= Beginning of Section =

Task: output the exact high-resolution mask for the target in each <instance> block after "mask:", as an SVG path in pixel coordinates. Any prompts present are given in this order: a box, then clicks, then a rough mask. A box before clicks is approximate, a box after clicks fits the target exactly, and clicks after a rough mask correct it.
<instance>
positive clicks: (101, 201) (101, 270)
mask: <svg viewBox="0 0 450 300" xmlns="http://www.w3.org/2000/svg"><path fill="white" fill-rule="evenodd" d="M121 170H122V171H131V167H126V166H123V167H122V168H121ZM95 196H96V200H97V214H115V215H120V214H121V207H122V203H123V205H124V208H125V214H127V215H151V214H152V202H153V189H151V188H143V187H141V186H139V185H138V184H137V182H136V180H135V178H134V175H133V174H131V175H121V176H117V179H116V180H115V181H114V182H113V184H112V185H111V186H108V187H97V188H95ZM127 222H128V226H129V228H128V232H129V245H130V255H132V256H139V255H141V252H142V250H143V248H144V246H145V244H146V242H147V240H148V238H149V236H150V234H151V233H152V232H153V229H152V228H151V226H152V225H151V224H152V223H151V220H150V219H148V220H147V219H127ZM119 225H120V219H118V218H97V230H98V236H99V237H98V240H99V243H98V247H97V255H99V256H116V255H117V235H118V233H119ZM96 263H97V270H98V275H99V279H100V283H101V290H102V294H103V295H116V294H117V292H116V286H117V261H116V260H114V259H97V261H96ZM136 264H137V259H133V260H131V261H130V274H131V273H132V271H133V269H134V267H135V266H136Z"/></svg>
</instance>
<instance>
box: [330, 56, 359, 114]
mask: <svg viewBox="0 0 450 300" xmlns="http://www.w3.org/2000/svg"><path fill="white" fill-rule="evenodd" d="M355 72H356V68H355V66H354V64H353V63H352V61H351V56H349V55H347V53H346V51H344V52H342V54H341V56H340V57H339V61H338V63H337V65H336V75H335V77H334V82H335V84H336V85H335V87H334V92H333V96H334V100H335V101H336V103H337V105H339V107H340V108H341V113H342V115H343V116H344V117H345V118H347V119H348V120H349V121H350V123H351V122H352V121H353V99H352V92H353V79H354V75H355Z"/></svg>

= End of Section =

WORK INSTRUCTIONS ▸
Copy out each line of the listing that holds the word "instance".

SOLUTION ▸
Task: output the exact high-resolution mask for the target in each <instance> block after "mask:", as an SVG path in pixel coordinates. Any prompts present are given in this order: a box, then clicks, then a rough mask. A box before clicks is approximate, a box after clicks fits the target exactly, and clicks after a rough mask correct it.
<instance>
</instance>
<instance>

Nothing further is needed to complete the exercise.